WHAT YOU WILL DO → Set down the records once more, please, exactly and with the pictures left out.

----------------

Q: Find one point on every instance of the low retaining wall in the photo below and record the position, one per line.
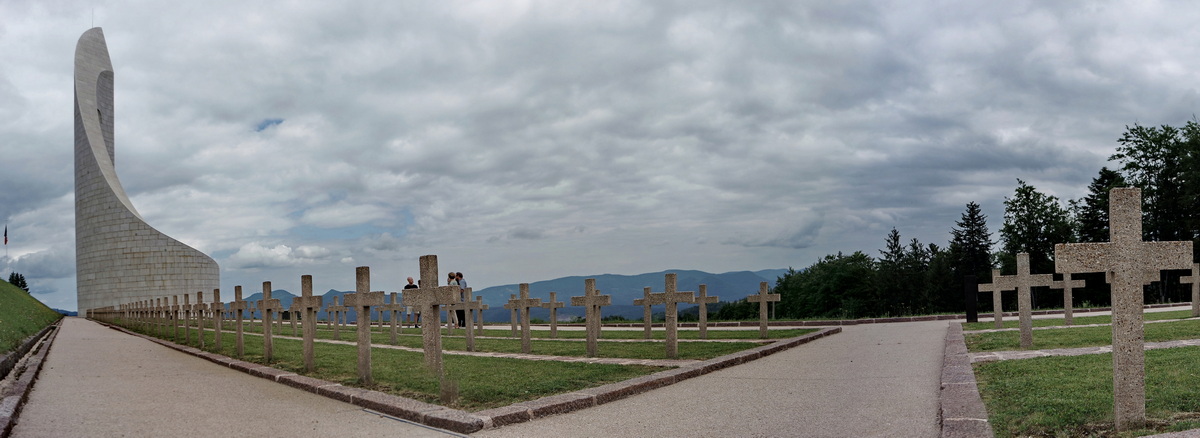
(16, 395)
(961, 411)
(466, 423)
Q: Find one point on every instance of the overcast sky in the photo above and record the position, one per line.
(525, 141)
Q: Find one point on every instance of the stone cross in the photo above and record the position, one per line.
(361, 301)
(553, 313)
(1067, 287)
(217, 309)
(645, 301)
(238, 306)
(702, 301)
(307, 304)
(762, 298)
(479, 318)
(427, 299)
(469, 306)
(1024, 282)
(997, 286)
(513, 313)
(1131, 263)
(268, 306)
(187, 319)
(523, 305)
(293, 315)
(393, 307)
(592, 301)
(198, 310)
(671, 299)
(174, 318)
(337, 311)
(1195, 288)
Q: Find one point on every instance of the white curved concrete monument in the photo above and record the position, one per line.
(119, 258)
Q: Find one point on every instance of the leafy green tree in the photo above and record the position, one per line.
(1157, 160)
(834, 287)
(18, 280)
(1033, 223)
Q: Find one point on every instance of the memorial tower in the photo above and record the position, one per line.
(119, 258)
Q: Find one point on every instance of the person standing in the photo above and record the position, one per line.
(462, 295)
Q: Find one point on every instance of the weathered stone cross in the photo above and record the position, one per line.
(1131, 263)
(1068, 287)
(479, 317)
(645, 301)
(361, 301)
(174, 318)
(513, 313)
(307, 304)
(1195, 288)
(187, 319)
(702, 300)
(238, 306)
(198, 310)
(592, 301)
(268, 306)
(762, 298)
(394, 307)
(997, 286)
(523, 304)
(1024, 282)
(553, 313)
(339, 312)
(469, 306)
(671, 299)
(427, 299)
(217, 310)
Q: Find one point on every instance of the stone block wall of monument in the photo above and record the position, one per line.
(119, 257)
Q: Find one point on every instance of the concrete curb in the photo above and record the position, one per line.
(961, 412)
(467, 423)
(16, 396)
(869, 321)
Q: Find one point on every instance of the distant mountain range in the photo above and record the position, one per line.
(623, 288)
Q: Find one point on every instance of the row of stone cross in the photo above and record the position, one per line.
(157, 313)
(1128, 264)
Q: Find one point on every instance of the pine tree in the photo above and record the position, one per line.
(971, 245)
(1092, 211)
(18, 280)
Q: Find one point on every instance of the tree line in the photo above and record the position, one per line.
(910, 277)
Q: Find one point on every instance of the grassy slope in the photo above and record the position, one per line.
(21, 316)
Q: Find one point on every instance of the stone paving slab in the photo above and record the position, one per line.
(961, 409)
(987, 357)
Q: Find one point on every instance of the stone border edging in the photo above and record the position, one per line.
(467, 423)
(961, 411)
(9, 360)
(16, 396)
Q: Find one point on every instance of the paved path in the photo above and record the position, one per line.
(869, 381)
(97, 382)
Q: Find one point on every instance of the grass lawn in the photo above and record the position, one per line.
(1090, 336)
(1073, 396)
(483, 382)
(21, 316)
(1075, 321)
(412, 337)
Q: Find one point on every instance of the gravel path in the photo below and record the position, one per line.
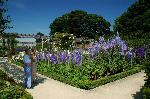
(46, 88)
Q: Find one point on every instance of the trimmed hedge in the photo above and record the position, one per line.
(9, 89)
(88, 84)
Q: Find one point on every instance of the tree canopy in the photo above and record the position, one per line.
(80, 24)
(39, 40)
(4, 19)
(135, 22)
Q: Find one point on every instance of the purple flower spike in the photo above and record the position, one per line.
(45, 55)
(72, 57)
(147, 47)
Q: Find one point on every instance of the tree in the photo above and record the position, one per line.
(4, 19)
(135, 22)
(39, 40)
(79, 23)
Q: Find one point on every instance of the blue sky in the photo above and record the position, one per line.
(32, 16)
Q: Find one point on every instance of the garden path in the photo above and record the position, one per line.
(46, 88)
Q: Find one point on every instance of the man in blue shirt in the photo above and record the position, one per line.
(27, 68)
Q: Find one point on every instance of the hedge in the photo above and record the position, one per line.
(87, 85)
(9, 89)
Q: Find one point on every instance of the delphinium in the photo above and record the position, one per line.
(45, 55)
(39, 56)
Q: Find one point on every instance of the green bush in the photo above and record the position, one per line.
(9, 89)
(79, 79)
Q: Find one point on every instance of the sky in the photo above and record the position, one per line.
(33, 16)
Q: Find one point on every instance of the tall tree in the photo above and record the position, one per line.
(135, 22)
(80, 23)
(39, 40)
(4, 19)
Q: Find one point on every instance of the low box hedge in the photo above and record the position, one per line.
(88, 84)
(9, 89)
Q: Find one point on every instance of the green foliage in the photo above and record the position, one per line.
(9, 89)
(146, 90)
(40, 39)
(80, 24)
(64, 40)
(79, 76)
(4, 19)
(135, 22)
(146, 93)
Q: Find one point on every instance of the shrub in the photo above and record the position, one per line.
(9, 89)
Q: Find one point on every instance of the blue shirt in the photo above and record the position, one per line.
(27, 59)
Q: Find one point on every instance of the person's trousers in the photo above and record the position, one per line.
(33, 71)
(27, 70)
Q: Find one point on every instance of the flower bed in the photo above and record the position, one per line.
(9, 89)
(86, 84)
(146, 89)
(103, 62)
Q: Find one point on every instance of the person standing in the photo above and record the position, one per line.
(27, 68)
(34, 66)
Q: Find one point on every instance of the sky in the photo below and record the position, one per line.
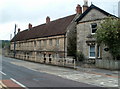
(23, 12)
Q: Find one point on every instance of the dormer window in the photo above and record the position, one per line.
(93, 28)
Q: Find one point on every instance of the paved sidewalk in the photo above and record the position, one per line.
(105, 72)
(93, 76)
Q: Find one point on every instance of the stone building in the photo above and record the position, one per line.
(46, 42)
(86, 28)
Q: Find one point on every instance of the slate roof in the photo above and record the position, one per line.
(93, 7)
(53, 28)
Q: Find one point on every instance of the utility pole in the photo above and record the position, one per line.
(15, 40)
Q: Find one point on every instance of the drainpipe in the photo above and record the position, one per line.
(15, 40)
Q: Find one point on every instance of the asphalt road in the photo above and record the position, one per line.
(33, 79)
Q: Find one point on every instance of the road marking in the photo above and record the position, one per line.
(2, 73)
(17, 82)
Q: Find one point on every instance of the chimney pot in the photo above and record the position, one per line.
(29, 26)
(79, 9)
(18, 30)
(47, 19)
(85, 6)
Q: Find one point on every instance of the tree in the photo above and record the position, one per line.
(109, 33)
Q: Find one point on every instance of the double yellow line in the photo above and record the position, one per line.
(2, 86)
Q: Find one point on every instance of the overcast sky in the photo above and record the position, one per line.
(35, 12)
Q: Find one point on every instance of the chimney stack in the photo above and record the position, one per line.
(85, 6)
(78, 9)
(29, 26)
(47, 19)
(18, 30)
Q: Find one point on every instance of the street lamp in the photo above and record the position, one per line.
(15, 40)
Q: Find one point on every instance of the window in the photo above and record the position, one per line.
(50, 42)
(92, 51)
(93, 28)
(39, 43)
(35, 43)
(45, 42)
(57, 42)
(98, 51)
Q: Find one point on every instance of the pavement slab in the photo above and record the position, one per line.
(89, 76)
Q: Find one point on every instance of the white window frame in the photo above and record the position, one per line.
(89, 52)
(50, 42)
(98, 55)
(91, 28)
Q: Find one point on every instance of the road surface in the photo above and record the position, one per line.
(19, 76)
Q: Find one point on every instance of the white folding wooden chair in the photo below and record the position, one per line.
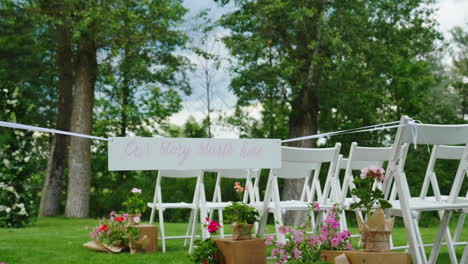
(252, 179)
(441, 152)
(409, 208)
(359, 158)
(298, 163)
(197, 202)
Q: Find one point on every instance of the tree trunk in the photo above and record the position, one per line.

----------------

THE RESPONSE →
Q: Find one point on every instance of the low retaining wall in the photo below and record the position, one per line.
(16, 395)
(961, 411)
(466, 423)
Q: Find one point on every instance of the overcast sky in the photo above and record the position, one per line.
(525, 141)
Q: Find one point on every instance of the stone cross in the photo above and record the position, one per line.
(361, 301)
(553, 313)
(1067, 287)
(217, 309)
(645, 301)
(238, 306)
(702, 301)
(307, 304)
(762, 298)
(479, 318)
(427, 299)
(469, 306)
(1024, 282)
(997, 286)
(513, 313)
(1131, 263)
(268, 306)
(187, 319)
(523, 305)
(293, 315)
(393, 307)
(592, 301)
(198, 310)
(671, 299)
(174, 318)
(337, 311)
(1195, 288)
Q: Find one point on every instance of the white curved concrete monument in the photo above and record the position, one per line.
(119, 258)
Q: Find one point on every instance of the leafy green tree in the photo above and record the position, one per line.
(1157, 160)
(834, 287)
(18, 280)
(1033, 223)
Q: Find one point on every instance of the memorial tower in the photo above and record the position, one per line.
(119, 258)
Q: Find one point on every instance of the person standing in the photo above and record the position, one per line.
(462, 295)
Q: Find one point on every instance of the weathered stone cross in the photo above and record the position, one per line.
(1131, 263)
(1068, 287)
(479, 317)
(645, 301)
(361, 301)
(174, 318)
(513, 313)
(307, 304)
(1195, 288)
(187, 319)
(702, 300)
(238, 306)
(198, 310)
(592, 301)
(268, 306)
(762, 298)
(394, 307)
(997, 286)
(523, 304)
(1024, 282)
(553, 313)
(339, 312)
(469, 306)
(671, 299)
(427, 299)
(217, 310)
Q: Find one point on every instance of the stone block wall of monument in the photo above and record the position, one per line.
(119, 257)
Q: Find one point on every instance of the concrete curb in the photo above and record the position, one per line.
(961, 412)
(467, 423)
(16, 396)
(869, 321)
Q: Find one point on every instance of the distant mountain range in the photo above and record the position, one per line.
(623, 288)
Q: Find one point on every instance of the row of stone cross in the photo above and record the position, one per line.
(157, 313)
(1128, 264)
Q: Find one point on every instance of the pine tree in the photo above and record the position, one per line.
(971, 245)
(1092, 211)
(18, 280)
Q: Find one point on every instance of the tree line in the photo above and record the position, one per line.
(910, 277)
Q: Find one point on every instance of the grassy slope in the photo above and record the position, one per line.
(21, 316)
Q: Find one point on every instance of the stone paving slab in the photo above and record the position, one per line.
(961, 409)
(987, 357)
Q: Find one point on every instance of the stone border edging in the photo above and record the position, one per line.
(467, 423)
(961, 411)
(9, 360)
(16, 396)
Q: Find one point on every instance of the paved path in the photo above and record the position, one per line.
(869, 381)
(97, 382)
Q: Find one point on every instance of the grass lawn in the photo above and record the position, one per line.
(1090, 336)
(1073, 396)
(483, 382)
(21, 316)
(1075, 321)
(412, 337)
Q: Find one point on every instance of the gravel path in the photo below and record the position, one per line.
(46, 88)
Q: Find one point on every instance of the trimmed hedge in the photo above and record the position, one per line.
(9, 89)
(88, 84)
Q: Find one point on every instance of the tree canopy in the photo above and record the position, one per line.
(80, 24)
(39, 40)
(4, 19)
(135, 22)
Q: Find one point on every instance of the purple flower spike in the photo above and record the position, one per line.
(45, 55)
(72, 57)
(147, 47)
Q: Find one point on every instance of the tree in the photo above and record the position, one per line.
(4, 19)
(135, 22)
(39, 40)
(79, 23)
Q: Find one point on every instance of the blue sky in the photo above and record the position, one per line.
(32, 16)
Q: Find one point on every instance of the garden path in the photo above and record the position, one per line.
(46, 88)
Q: Find one point on every instance of the man in blue shirt in the photo above and record the position, one per line.
(27, 68)
Q: Find one point on every instance of the hedge in the photo above and record the position, one per line.
(87, 85)
(9, 89)
Q: Find one point on every instance of the delphinium in the photo above and record the position, one per line.
(45, 55)
(39, 56)
Q: Find one point on every instance of the green bush in the photo above and record the position, one per line.
(9, 89)
(79, 79)
Q: Find one point on every instance of the sky in the photo above and record the position, one per line.
(33, 16)
Q: Find one point on every instance of the tall tree in the photo above and record the position, one per line.
(135, 22)
(80, 23)
(39, 40)
(4, 19)
Q: Find one point on every instance of the low box hedge in the photo above and record the position, one per line.
(88, 84)
(9, 89)
Q: Find one point on every instance of the green foliage in the photo above and record the position, one per line.
(9, 89)
(146, 90)
(40, 39)
(80, 24)
(64, 40)
(79, 76)
(4, 19)
(135, 22)
(146, 93)
Q: Find one point on every instance of the shrub in the photo above and record the position, one per line.
(9, 89)
Q: Find one point on every instance of the blue shirt in the photo above and record the position, one per line.
(27, 59)
Q: Find one point on every instance of the person's trousers in the photo above and record the position, one per line.
(33, 71)
(27, 70)
Q: Find one point on every instance of the flower bed in the photo above and record the position, one per line.
(9, 89)
(86, 84)
(146, 89)
(103, 62)
Q: Find one point on every instance of the person standing in the photo above and record the position, one per line.
(27, 68)
(34, 66)
Q: Find one point on every instance of the sky in the photo below and record the position, one per line.
(23, 12)
Q: Find one point on every instance of the dormer window in the photo above and record the position, one per line.
(93, 28)
Q: Find one point on every instance of the paved sidewalk in the photo above and record the position, one per line.
(105, 72)
(93, 76)
Q: Find one point on every instance of the stone building in the photo above and record the position, one per line.
(46, 42)
(86, 28)
Q: Find one point on every instance of the slate roof in the photo above and record the position, one per line.
(93, 7)
(53, 28)
Q: Find one point on every instance of the utility pole in the photo above and record the position, one per line.
(15, 40)
Q: Find one point on every instance of the drainpipe in the photo above and record the position, one per line.
(15, 40)
Q: Find one point on every instance of the asphalt road in the photo above and record the position, one per line.
(33, 79)
Q: Find one point on every instance of the road marking in the photo above and record the position, one per line.
(2, 73)
(17, 82)
Q: Find one point on every instance of the chimney pot in the photo above and record the position, one per line.
(29, 26)
(79, 9)
(18, 30)
(47, 19)
(85, 6)
Q: Find one point on every instance of the tree in the photo above and record the position, one per line.
(109, 33)
Q: Find one point on every instance of the double yellow line in the photo above and record the position, one per line.
(2, 86)
Q: Find one point on every instance of the overcast sky in the photo above and record the position, one per line.
(35, 12)
Q: Find one point on every instance of the chimney stack in the photo above and record the position, one per line.
(85, 6)
(78, 9)
(29, 26)
(47, 19)
(18, 30)
Q: Find one point on every instance of the street lamp in the photo above and record the position, one per line.
(15, 40)
Q: Find one point on every instance of the window in the photo above and record the position, one per line.
(50, 42)
(92, 51)
(93, 28)
(39, 43)
(35, 43)
(45, 42)
(57, 42)
(98, 51)
Q: Find one point on every instance of the pavement slab in the photo above and record the position, one per line.
(89, 76)
Q: Find one point on every instance of the white window frame in the photo above and record the position, one per line.
(89, 52)
(50, 42)
(98, 55)
(91, 28)
Q: Find one point on every instance of the road surface in the photo above and record the position, one per line.
(19, 76)
Q: Find one point on every instance of the white folding wooden chair in the photo below and record the position, one per line.
(252, 179)
(441, 152)
(409, 208)
(359, 158)
(298, 163)
(197, 202)
Q: Find one point on every instance of the tree trunk in the photo above and record the position, one per line.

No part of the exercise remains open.